━━━━━ Input for this task ━━━━━

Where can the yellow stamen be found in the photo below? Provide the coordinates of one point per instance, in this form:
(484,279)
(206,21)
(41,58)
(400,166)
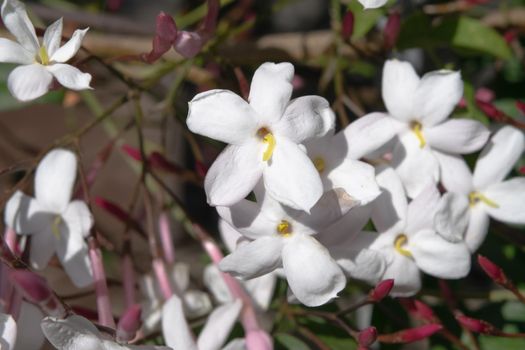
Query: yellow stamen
(319,164)
(55,226)
(475,197)
(42,54)
(399,242)
(417,129)
(284,228)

━━━━━

## Task description
Rewrite every line of the entries above as a numbered list, skipping any blank lines and leaving out the pictures.

## Response to the exercise
1. Where can the yellow stamen be found in the photo below? Provide the coordinates of one point per instance, in this form:
2. (484,279)
3. (206,21)
4. (41,58)
5. (400,166)
6. Query: yellow stamen
7. (319,164)
8. (55,226)
9. (475,197)
10. (42,54)
11. (399,242)
12. (417,129)
13. (284,228)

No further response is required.